HONG KONG/WASHINGTON (Reuters) – JPMorgan Chase & Co <JPM.N> plans to hire at least 12 equity research analysts in China this year, two people with knowledge of the matter said, in its first major mainland hiring push as it takes advantage of eased ownership rules for financial firms.
With the headcount expansion for its new brokerage business, the bank’s research arm aims to more than double the number of China-listed firms it covers in five years from about 225, the people said.
A JPMorgan spokeswoman in Hong Kong declined to comment.
The move indicates the beginning of an expected hiring spree by global banks taking control of their China operations and expanding offerings as the government opens up capital markets. Reflecting client interest, foreign holders of Chinese stocks reached a record high in September.
China is a “critical market” for clients globally, JPMorgan Chief Executive Jamie Dimon said in December, when the bank received regulatory approval to establish a majority-owned securities joint venture, offering brokerage, investment advisory and underwriting services.
China has been pushing ahead with opening up its financial services sector despite disruption caused by the coronavirus outbreak. It has also continued to let U.S. firms increase their presence despite tension with Washington.

» Recorded information:

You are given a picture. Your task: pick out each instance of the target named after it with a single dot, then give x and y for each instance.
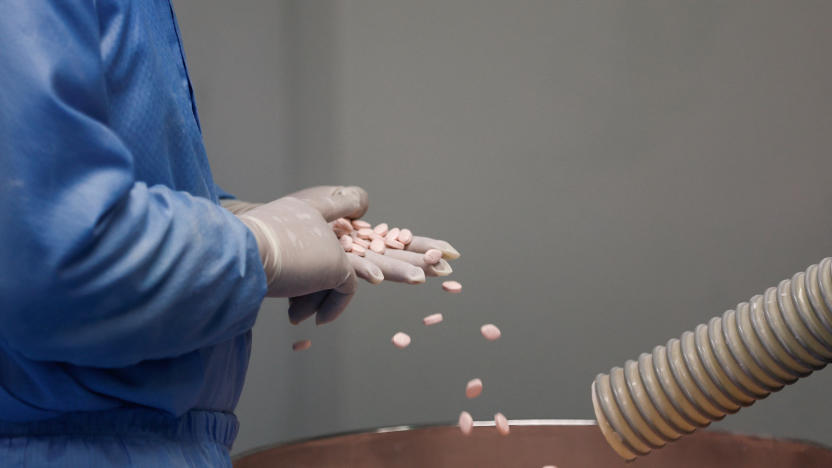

» What to work on:
- 1) Could you repeat the JPMorgan China hiring report, starting with "HONG KONG/WASHINGTON (Reuters)" and going on through "the people said.", but switch every "analysts" to "specialists"?
- 2) Can you carry on the report about JPMorgan's China hiring push from the point where it stops?

» Answers below:
- 1)
HONG KONG/WASHINGTON (Reuters) – JPMorgan Chase & Co <JPM.N> plans to hire at least 12 equity research specialists in China this year, two people with knowledge of the matter said, in its first major mainland hiring push as it takes advantage of eased ownership rules for financial firms.
With the headcount expansion for its new brokerage business, the bank’s research arm aims to more than double the number of China-listed firms it covers in five years from about 225, the people said.

- 2)
Last month, a U.S. investment advisory founded by Wall Street trader William O’Neil won approval to launch local-currency funds and plans to seek a licence to raise money for offshore investment.
In April, JPMorgan said it would increase its stake in a Chinese mutual fund venture to 100% and would seek full control of its futures business.
The United States’ biggest bank is targeting local as well as global brokerages to hire analysts in the months ahead, one of the people told Reuters. It will bolster coverage in technology, biotechnology and automobiles, the person said.
The bank has already hired about half a dozen bankers for its equities business in China, the person said, including former UBS Group AG <UBSG.S> banker David Xu who joined in June to lead the business.